SOURCE EXCERPT:
Ulukışla is a town and district of Niğde Province in the Central Anatolia region of Turkey. It covers an area of 1,502 km², and the altitude is 1,427 m. Population is 22,728 of which 5,594 live in the town of Ulukışla.

The town of Ulukışla lies in a valley between the Medetsiz and Bolkar ranges of the Taurus Mountains, throughout history an important crossing from the Mediterranean to the plains of Konya and other parts of central Anatolia. This is a mountainous district and minerals including gold, silver, lead, coal and limestone have been mined here over the centuries. The climate is dry and the vegetation typical of the dry steppes of central Anatolia, summers are hot and dry, winters are cold and it snows. Wheat is grown in the valley.

History
There are burial mounds höyük and other signs of occupation going back to the Hittites and even earlier. The area was later occupied by Phrygians, and Romans. the tomb of Faustina the Younger, wife of Emperor Marcus Aurelius was found in the village of  Toraman, and the baths of Çiftehan claim among their patrons Cleopatra (in the time when she was living in Tarsus). The Byzantines had armies based here, and then Ulukışla remained an important town in the time of the Ottoman Empire.

GIVEN TASK A:
Transcribe the part of the passage on Ulukışla starting at "Ulukışla is a" and ending at "town of Ulukışla.".
GIVEN TASK B:
In the records, starting at the line containing "[point] at the white terminal" and ending at the last line of the records, change "airplane" to "aircraft". Give back only those lines, with nothing else altered.
The passage on Ulukışla and the records have nothing to do with each other.

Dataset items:
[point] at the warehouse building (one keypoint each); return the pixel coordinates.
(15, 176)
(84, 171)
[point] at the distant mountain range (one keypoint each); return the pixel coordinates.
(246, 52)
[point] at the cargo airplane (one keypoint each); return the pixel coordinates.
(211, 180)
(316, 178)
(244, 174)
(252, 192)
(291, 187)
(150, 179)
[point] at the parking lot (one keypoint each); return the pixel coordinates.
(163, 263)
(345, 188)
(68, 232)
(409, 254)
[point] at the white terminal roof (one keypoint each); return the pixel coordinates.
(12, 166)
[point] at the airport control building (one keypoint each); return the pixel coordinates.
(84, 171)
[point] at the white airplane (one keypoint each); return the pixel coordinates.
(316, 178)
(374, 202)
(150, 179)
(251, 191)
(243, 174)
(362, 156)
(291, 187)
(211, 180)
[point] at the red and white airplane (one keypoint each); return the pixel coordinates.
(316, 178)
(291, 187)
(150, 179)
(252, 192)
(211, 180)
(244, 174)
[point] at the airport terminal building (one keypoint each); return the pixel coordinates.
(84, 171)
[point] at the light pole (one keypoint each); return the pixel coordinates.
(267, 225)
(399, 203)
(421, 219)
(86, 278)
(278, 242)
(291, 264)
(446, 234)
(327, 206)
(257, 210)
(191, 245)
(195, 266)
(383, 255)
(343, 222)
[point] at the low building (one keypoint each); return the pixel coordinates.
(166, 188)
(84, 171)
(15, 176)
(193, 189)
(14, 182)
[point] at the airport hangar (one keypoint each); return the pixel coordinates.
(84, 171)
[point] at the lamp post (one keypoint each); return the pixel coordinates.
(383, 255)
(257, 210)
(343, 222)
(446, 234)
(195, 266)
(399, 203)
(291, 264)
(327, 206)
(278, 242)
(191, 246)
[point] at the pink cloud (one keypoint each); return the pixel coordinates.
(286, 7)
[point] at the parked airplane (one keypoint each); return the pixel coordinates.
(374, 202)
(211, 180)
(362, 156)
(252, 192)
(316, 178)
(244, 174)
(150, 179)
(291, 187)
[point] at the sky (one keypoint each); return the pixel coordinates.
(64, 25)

FULL ANSWER A:
Ulukışla is a town and district of Niğde Province in the Central Anatolia region of Turkey. It covers an area of 1,502 km², and the altitude is 1,427 m. Population is 22,728 of which 5,594 live in the town of Ulukışla.

FULL ANSWER B:
[point] at the white terminal roof (one keypoint each); return the pixel coordinates.
(12, 166)
[point] at the airport control building (one keypoint each); return the pixel coordinates.
(84, 171)
[point] at the white aircraft (one keypoint each); return the pixel coordinates.
(316, 178)
(374, 202)
(150, 179)
(251, 191)
(243, 174)
(362, 156)
(291, 187)
(211, 180)
[point] at the red and white aircraft (one keypoint each); return the pixel coordinates.
(316, 178)
(291, 187)
(150, 179)
(252, 192)
(211, 180)
(244, 174)
[point] at the airport terminal building (one keypoint each); return the pixel coordinates.
(84, 171)
[point] at the light pole (one keypoint each); return the pixel coordinates.
(267, 225)
(399, 203)
(421, 219)
(86, 278)
(278, 242)
(291, 264)
(446, 234)
(327, 206)
(257, 210)
(191, 245)
(195, 266)
(383, 255)
(343, 222)
[point] at the low building (one keypoint each); return the pixel coordinates.
(166, 188)
(84, 171)
(15, 176)
(193, 189)
(14, 182)
[point] at the airport hangar (one keypoint each); return the pixel coordinates.
(84, 171)
[point] at the lamp post (one keypoint each); return the pixel coordinates.
(383, 255)
(257, 210)
(343, 222)
(446, 234)
(195, 266)
(399, 203)
(291, 264)
(327, 206)
(278, 242)
(191, 246)
[point] at the pink cloud (one keypoint each); return the pixel coordinates.
(286, 7)
[point] at the parked aircraft (one keypoint each); return the pixel coordinates.
(374, 202)
(211, 180)
(362, 156)
(252, 192)
(316, 178)
(244, 174)
(150, 179)
(291, 187)
[point] at the sky (one keypoint each); return the pixel coordinates.
(64, 25)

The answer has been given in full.